• _QUÉ HACER_
Copia del texto sobre la Navidad de los alemanes del Volga todo lo que va desde "Las semanas previas" hasta "del siglo XVIII.", pero cambia "Navidad" por "Nochebuena".

#### EXTRACTO DEL DOCUMENTO ####

Las semanas previas a la fiesta de Navidad, las familias acondicionaban las viviendas, ordenaban las dependencias y limpiaban a fondo cada rincón de sus hogares. Era tiempo de celebración, de reunir a la familia en torno a la mesa paterna, el momento en que se lucían las mejores prendas, la fecha cumbre del año, que lo dividía en un antes y después, sobre todo en el Volga, allá en la lejana aldea natal, en el imperio ruso, durante los largos e interminables inviernos de nieve, de la misma manera que recordaban había sido en la tierra ancestral, el Sacro Imperio Romano Germánico, la actual Alemania, antes de emigrar, a finales del siglo XVIII.
El 24 a la medianoche todos asistían a la iglesia, a participar de la Misa de Gallo (Mette, en el dialecto de los alemanes del Volga), en la que, iluminada por farolitos, la luz de las velas y las lámparas a kerosene, en una localidad que todavía no contaba con energía eléctrica, cantaban himnos tradicionales y comulgaba toda la población, viviendo el nacimiento de Jesús con verdadero fervor religioso.

#### DATOS REGISTRADOS ####

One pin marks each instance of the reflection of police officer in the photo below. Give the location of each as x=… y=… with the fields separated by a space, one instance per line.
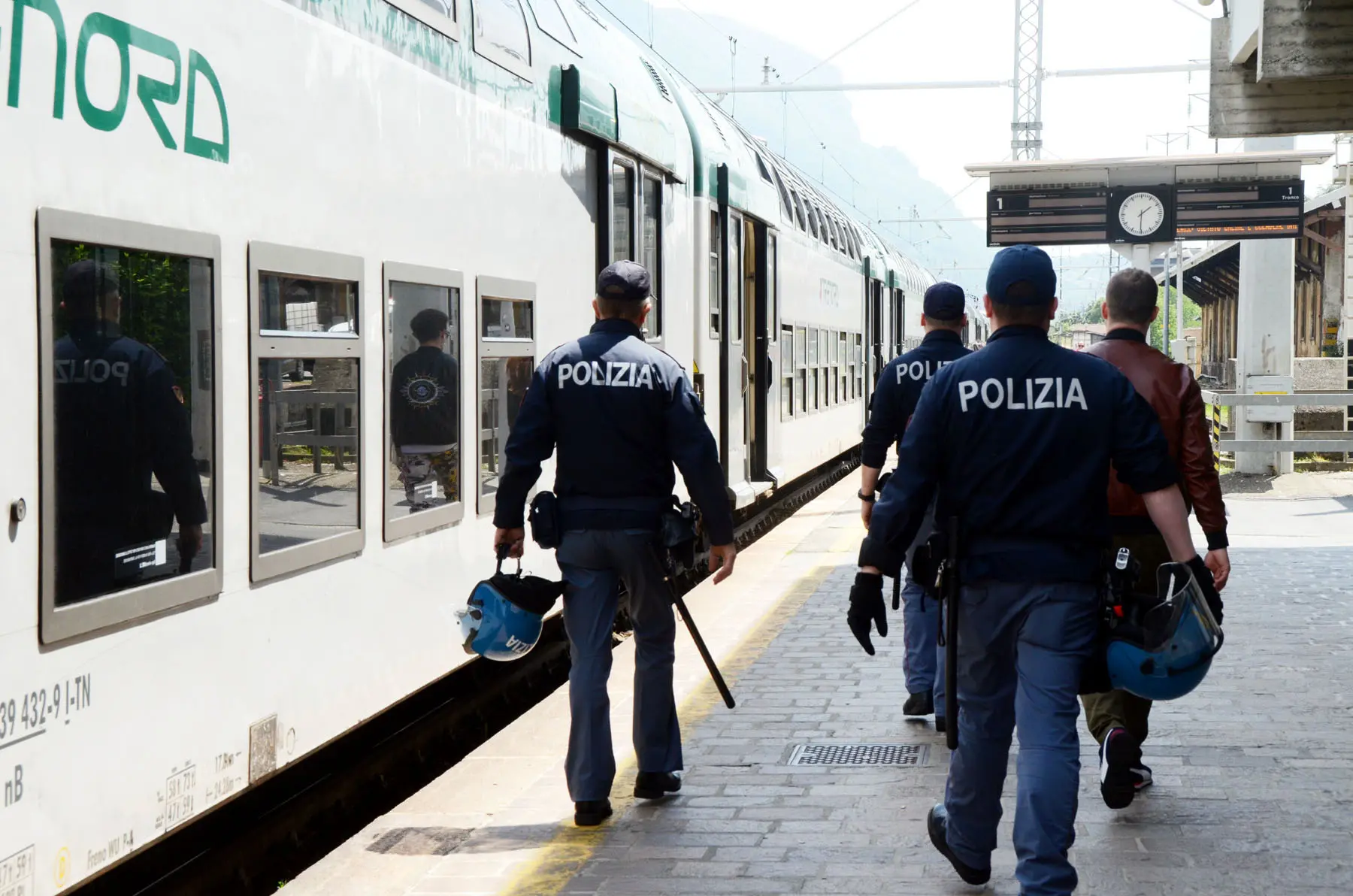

####

• _RESPUESTA AL EJERCICIO_
Las semanas previas a la fiesta de Nochebuena, las familias acondicionaban las viviendas, ordenaban las dependencias y limpiaban a fondo cada rincón de sus hogares. Era tiempo de celebración, de reunir a la familia en torno a la mesa paterna, el momento en que se lucían las mejores prendas, la fecha cumbre del año, que lo dividía en un antes y después, sobre todo en el Volga, allá en la lejana aldea natal, en el imperio ruso, durante los largos e interminables inviernos de nieve, de la misma manera que recordaban había sido en la tierra ancestral, el Sacro Imperio Romano Germánico, la actual Alemania, antes de emigrar, a finales del siglo XVIII.